--- WHAT IS ASKED ---
Don't copy the pictures; return every other part of the records exactly.

--- Dataset excerpts on object pointing ---
◇ ◇ ◇

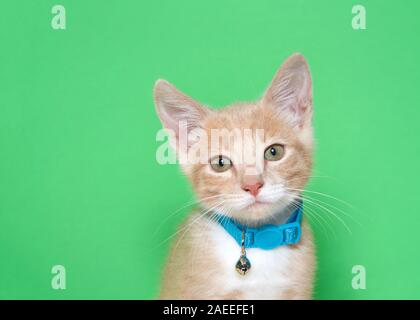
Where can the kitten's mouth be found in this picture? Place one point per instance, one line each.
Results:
(258, 203)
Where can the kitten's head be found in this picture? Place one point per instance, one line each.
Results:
(254, 158)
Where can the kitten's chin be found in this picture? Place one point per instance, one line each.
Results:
(259, 213)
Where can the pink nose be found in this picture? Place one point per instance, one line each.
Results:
(253, 188)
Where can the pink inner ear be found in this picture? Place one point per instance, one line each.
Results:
(291, 90)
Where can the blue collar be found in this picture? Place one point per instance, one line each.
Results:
(266, 237)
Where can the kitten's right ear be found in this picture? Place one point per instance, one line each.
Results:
(175, 108)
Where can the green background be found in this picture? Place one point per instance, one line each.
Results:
(79, 183)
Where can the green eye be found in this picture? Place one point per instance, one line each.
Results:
(274, 152)
(220, 163)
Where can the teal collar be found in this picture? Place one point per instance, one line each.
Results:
(266, 237)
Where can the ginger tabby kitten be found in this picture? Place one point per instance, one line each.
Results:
(263, 191)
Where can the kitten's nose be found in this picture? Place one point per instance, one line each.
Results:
(253, 188)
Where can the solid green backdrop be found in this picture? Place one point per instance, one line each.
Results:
(79, 182)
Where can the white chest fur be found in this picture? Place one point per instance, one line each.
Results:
(271, 270)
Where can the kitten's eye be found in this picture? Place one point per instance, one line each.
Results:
(274, 152)
(220, 163)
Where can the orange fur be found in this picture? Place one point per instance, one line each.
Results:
(194, 269)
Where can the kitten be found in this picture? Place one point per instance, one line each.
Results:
(253, 194)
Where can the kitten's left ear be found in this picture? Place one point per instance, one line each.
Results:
(290, 92)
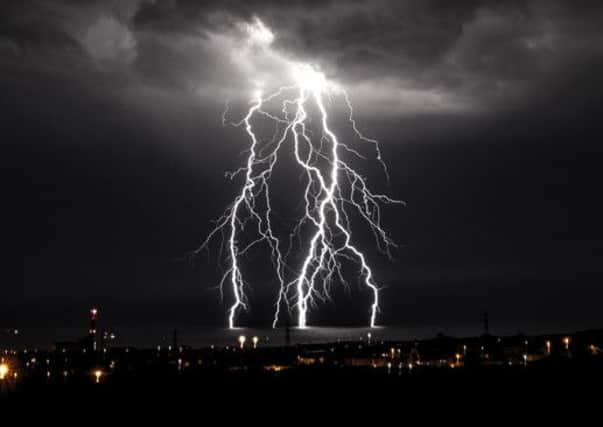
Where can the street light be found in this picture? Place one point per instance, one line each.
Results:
(566, 341)
(97, 375)
(4, 369)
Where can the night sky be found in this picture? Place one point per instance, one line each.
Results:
(114, 153)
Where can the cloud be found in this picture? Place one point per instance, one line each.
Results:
(109, 40)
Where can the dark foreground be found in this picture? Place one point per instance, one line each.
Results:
(439, 367)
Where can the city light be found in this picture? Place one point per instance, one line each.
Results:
(4, 370)
(98, 374)
(566, 342)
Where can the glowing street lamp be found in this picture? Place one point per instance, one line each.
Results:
(98, 374)
(242, 339)
(4, 370)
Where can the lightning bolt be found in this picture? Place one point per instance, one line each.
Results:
(333, 190)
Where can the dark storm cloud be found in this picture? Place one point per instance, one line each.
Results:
(469, 55)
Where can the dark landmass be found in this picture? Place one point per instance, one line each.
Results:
(91, 366)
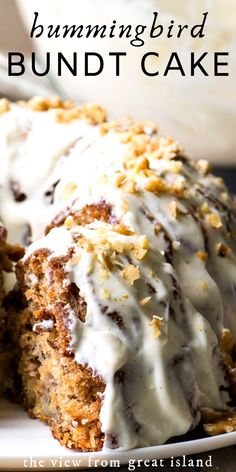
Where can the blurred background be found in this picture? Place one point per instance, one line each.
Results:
(199, 112)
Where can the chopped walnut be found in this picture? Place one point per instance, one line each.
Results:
(157, 185)
(68, 190)
(105, 293)
(156, 324)
(157, 228)
(203, 166)
(92, 113)
(141, 164)
(144, 301)
(222, 250)
(204, 208)
(202, 255)
(129, 186)
(203, 285)
(176, 245)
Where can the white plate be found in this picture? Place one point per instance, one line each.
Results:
(23, 439)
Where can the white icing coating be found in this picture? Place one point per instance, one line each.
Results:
(188, 271)
(168, 375)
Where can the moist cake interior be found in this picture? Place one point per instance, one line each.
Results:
(121, 313)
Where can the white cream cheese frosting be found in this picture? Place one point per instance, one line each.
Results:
(156, 354)
(171, 287)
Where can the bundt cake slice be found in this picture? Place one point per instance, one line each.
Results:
(128, 317)
(113, 354)
(8, 255)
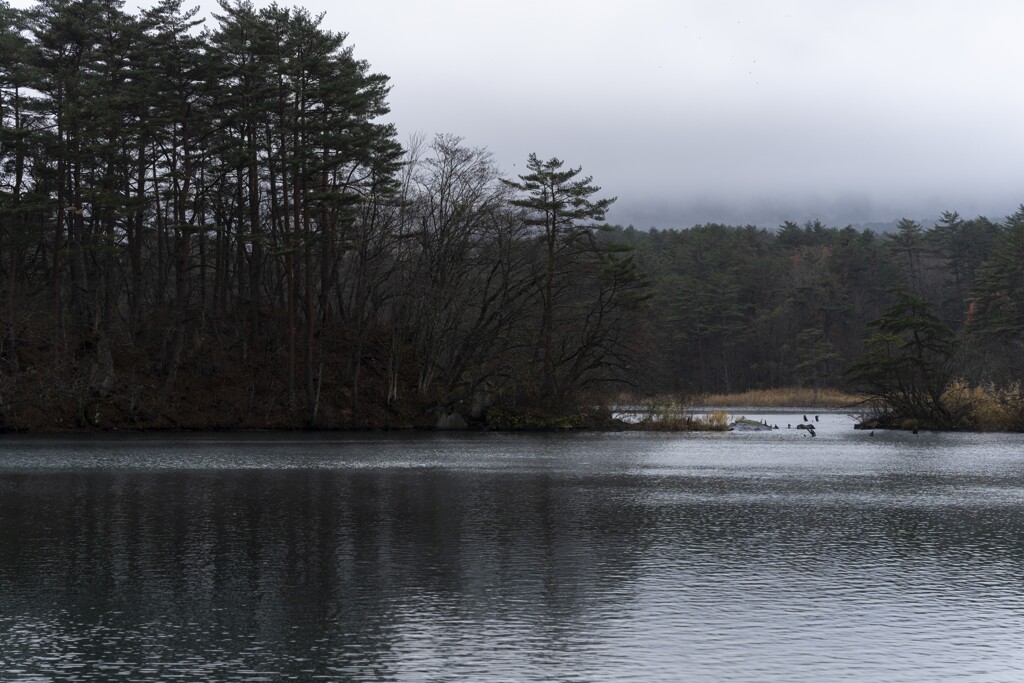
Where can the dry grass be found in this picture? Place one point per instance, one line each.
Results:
(673, 416)
(986, 408)
(783, 397)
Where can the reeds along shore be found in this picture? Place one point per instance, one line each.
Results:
(780, 397)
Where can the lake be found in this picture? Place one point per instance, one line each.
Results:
(759, 556)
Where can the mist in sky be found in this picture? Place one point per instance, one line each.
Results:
(730, 112)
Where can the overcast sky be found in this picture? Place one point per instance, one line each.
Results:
(718, 111)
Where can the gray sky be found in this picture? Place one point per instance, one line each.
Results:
(721, 111)
(733, 112)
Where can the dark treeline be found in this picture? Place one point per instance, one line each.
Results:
(742, 307)
(211, 227)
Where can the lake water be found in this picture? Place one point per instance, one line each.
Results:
(761, 556)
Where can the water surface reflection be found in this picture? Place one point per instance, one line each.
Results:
(492, 557)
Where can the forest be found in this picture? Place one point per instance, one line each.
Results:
(208, 226)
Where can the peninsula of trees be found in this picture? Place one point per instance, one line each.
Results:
(210, 227)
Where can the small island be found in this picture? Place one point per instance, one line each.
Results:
(200, 231)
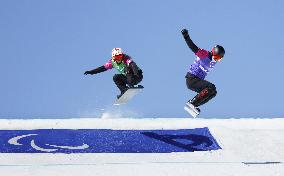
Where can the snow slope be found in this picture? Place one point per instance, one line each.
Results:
(250, 147)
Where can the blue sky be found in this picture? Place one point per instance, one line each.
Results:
(45, 47)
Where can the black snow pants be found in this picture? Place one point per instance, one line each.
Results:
(206, 90)
(123, 81)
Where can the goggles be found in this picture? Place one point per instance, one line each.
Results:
(217, 58)
(118, 57)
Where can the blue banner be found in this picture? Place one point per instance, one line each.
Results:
(106, 141)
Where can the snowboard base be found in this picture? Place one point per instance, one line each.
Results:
(128, 95)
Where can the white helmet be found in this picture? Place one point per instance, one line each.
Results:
(116, 51)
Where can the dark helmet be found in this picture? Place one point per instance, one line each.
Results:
(218, 51)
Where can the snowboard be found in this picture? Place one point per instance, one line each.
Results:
(191, 110)
(128, 95)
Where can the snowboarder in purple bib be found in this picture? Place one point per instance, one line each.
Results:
(129, 73)
(195, 77)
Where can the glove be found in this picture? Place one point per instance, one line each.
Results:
(185, 33)
(87, 73)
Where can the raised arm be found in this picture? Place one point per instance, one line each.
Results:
(189, 42)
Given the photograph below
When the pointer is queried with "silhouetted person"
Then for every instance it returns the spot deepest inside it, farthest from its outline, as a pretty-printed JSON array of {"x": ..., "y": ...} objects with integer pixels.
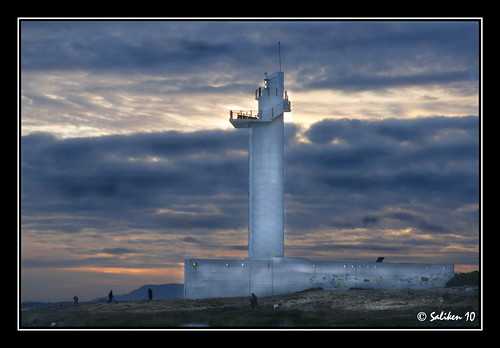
[{"x": 253, "y": 301}]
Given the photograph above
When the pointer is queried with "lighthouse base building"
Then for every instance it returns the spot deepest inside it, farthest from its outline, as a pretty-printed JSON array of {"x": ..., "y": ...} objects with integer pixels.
[
  {"x": 267, "y": 271},
  {"x": 233, "y": 278}
]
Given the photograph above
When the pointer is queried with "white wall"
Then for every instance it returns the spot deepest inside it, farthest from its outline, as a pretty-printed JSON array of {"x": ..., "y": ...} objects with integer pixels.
[{"x": 231, "y": 278}]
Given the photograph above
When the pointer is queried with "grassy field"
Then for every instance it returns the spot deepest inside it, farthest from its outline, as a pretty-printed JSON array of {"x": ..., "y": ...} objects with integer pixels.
[{"x": 453, "y": 307}]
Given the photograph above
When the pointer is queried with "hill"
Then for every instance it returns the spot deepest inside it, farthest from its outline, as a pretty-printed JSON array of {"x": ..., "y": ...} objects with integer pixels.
[
  {"x": 455, "y": 307},
  {"x": 160, "y": 292}
]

◇ ◇ ◇

--- CORRECT ANSWER ---
Where can the kitten's mouth be found in this picture? Place one point per instance, one line each.
Results:
(258, 203)
Where can the kitten's head be found in this picture? Place one point per instance, one line each.
Results:
(254, 158)
Where can the kitten's chin be found in this picture? Place one point per instance, one line each.
Results:
(259, 213)
Where can the pink nose be found in this picture? Place one point per instance, one line each.
Results:
(253, 188)
Where can the pink inner ear be found in this picture? Place one point per instance, one line each.
Results:
(291, 90)
Where can the blue collar be found in this picture? Place one point per instance, one line each.
Results:
(266, 237)
Where can the kitten's right ear be found in this picture? Place one point per instance, one line each.
Results:
(175, 108)
Where can the green background be found in this picture? Place one point per instance, one line each.
Results:
(79, 183)
Where can the green eye be found in this picture? Place one point per instance, one line each.
Results:
(274, 152)
(220, 163)
Where can the teal collar be found in this picture? Place one point per instance, one line each.
Results:
(266, 237)
Where can the ginger tabby kitten be found in this picture? Place one point per instance, one line each.
Results:
(263, 191)
Where can the kitten's nose be found in this picture? Place one point per instance, one line each.
Results:
(253, 188)
Where can the solid green backdrop be found in this picture? Place one point per instance, one line each.
Results:
(79, 182)
Where can the white chest fur be found in this picture? Place one point per instance, one line each.
Results:
(271, 270)
Where can the kitten's eye be found in this picture? Place one point per instance, one line each.
Results:
(274, 152)
(220, 163)
Where can the orange fur be found in this picture? Place one point per instance, one line each.
Results:
(194, 269)
Where can the kitten be found in this picture? Place one point per instance, one line each.
Results:
(253, 194)
Where can the kitten's left ear be found in this picture? Place one point per instance, one line each.
Results:
(290, 92)
Where can the street light be found in this picture? Place one point per instance, one line each.
Results:
(566, 341)
(97, 375)
(4, 369)
Where can the night sky be found in this picture? Place one point per instance, one line each.
Results:
(114, 153)
Where can the cloud be found in this picture? Place one point per instance, one line each.
Results:
(109, 40)
Where can the dark foreground be found in this picture? Place one point per instance, one line each.
Results:
(439, 367)
Where can the city light be found in this picture? Place one point per instance, one line each.
Results:
(4, 370)
(98, 374)
(566, 342)
Where can the glowing street lamp be found in this picture? Place one point per instance, one line each.
Results:
(98, 374)
(242, 339)
(4, 370)
Where can the lightning bolt be found in this picture? Place one point per instance, one line each.
Results:
(333, 190)
Where can the dark storm cloud be found in this picture? Place one point per instance, one line each.
Results:
(469, 55)
Where can the dark landmass be found in this picture? Place one point per instance, one line each.
Results:
(91, 366)
Where can the blurred background be found in this picture? Place one point per instance, one line each.
Results:
(199, 112)
Where can the chopped walnut be found in this picture? Place one point per instance, one line each.
Results:
(157, 185)
(68, 190)
(105, 293)
(156, 324)
(157, 228)
(203, 166)
(92, 113)
(141, 164)
(144, 301)
(222, 250)
(204, 208)
(202, 255)
(129, 186)
(203, 285)
(176, 245)
Where can the white plate be found in this picture? Place one point per instance, one line each.
Results:
(23, 439)
Where can the white icing coating be found in this picture? Place one point per instance, one line each.
Results:
(188, 271)
(168, 375)
Where can the moist cake interior be found in this picture? Place one point per instance, one line each.
Results:
(121, 313)
Where can the white cream cheese frosting be found in this picture? Place one point per instance, one line each.
Results:
(156, 354)
(171, 287)
Where can the bundt cake slice be found in this picture? Place one point per instance, one line each.
Results:
(128, 317)
(113, 354)
(8, 255)
Where can the dry grass be found in this picture? Place one point per instance, one line each.
Results:
(673, 416)
(986, 408)
(783, 397)
Where can the reeds along shore be found in this picture? Place one point per instance, one line each.
Results:
(780, 397)
Where can the lake be found in this picture? Place one point per instance, one line each.
Results:
(759, 556)
Where can the mist in sky be found in this picture? Place one point per instance, one line each.
Results:
(730, 112)
Where can the overcast sky be found in this picture? Place one point per instance, one line each.
Results:
(718, 111)
Where can the gray sky be found in this picture? Place one point per instance, one line each.
Results:
(721, 111)
(733, 112)
Where can the dark treeline be found in this picture? Place one point per instance, one line each.
Results:
(742, 307)
(211, 227)
Where can the lake water be found in this picture? Place one point per instance, one line each.
Results:
(761, 556)
Where can the water surface reflection be found in this picture? Place one point per instance, one line each.
Results:
(492, 557)
Where can the forest be found in this picture? Place one point per instance, one line each.
Results:
(208, 226)
Where can the peninsula of trees be found in this picture? Place one point per instance, one line each.
Results:
(210, 227)
Where can the small island be found in this picture? Place one point per instance, one line each.
Results:
(200, 231)
Where can the snow slope be found in this picture? Place one point per instance, one line each.
Results:
(250, 147)
Where can the blue sky be found in this picture? Place one point per instance, one line each.
Results:
(45, 47)
Where can the black snow pants be found in this picture? Place one point per instance, one line each.
Results:
(206, 90)
(123, 81)
Where can the goggles be found in this picture? Place one point per instance, one line each.
Results:
(217, 58)
(118, 57)
Where can the blue banner be found in this picture? Place one point per instance, one line each.
Results:
(106, 141)
Where can the snowboard base be found in this picture? Place one point per instance, one line each.
Results:
(128, 95)
Where can the white helmet be found in this picture? Place one point per instance, one line each.
Results:
(116, 51)
Where can the dark helmet be found in this picture? Place one point per instance, one line each.
Results:
(218, 51)
Where can the snowboard be found in this picture? Place one point per instance, one line each.
Results:
(191, 110)
(128, 95)
Where can the snowboarder in purple bib be found in this picture? Place one point per instance, one line each.
Results:
(129, 73)
(195, 77)
Where can the glove be found in this picture? Place one point per instance, one line each.
Results:
(185, 33)
(87, 73)
Where can the raised arm be found in this picture? Place one point per instance, one line each.
Results:
(189, 42)
Given the photograph below
When the pointer is queried with "silhouetted person"
Then for every instance it returns the spot deepest inside it, farthest from its outline, as a pretty-printed JSON array of {"x": ..., "y": ...} objects with integer pixels.
[{"x": 253, "y": 301}]
Given the photograph above
When the pointer is queried with "lighthouse base building"
Then for every instance it returns the spot deepest inside it, farthest from its outline, as a pretty-printed JSON array of {"x": ..., "y": ...} objects with integer pixels.
[
  {"x": 267, "y": 271},
  {"x": 233, "y": 278}
]
Given the photograph above
When the pointer is queried with "white wall"
Then for every instance it returns the spot deepest inside it, farthest from its outline, as a pretty-printed JSON array of {"x": ..., "y": ...} objects with integer pixels.
[{"x": 231, "y": 278}]
Given the photograph above
When the pointer is queried with "grassy field"
Then for every instance it returns the spot deepest inside it, farthest from its outline, as a pretty-printed JSON array of {"x": ..., "y": ...} objects with integer pixels.
[{"x": 453, "y": 307}]
Given the photograph above
When the pointer is queried with "hill"
Then for every instance it returns the spot deepest inside it, farthest from its outline, as a pretty-printed JSON array of {"x": ..., "y": ...} objects with integer pixels.
[
  {"x": 455, "y": 307},
  {"x": 160, "y": 292}
]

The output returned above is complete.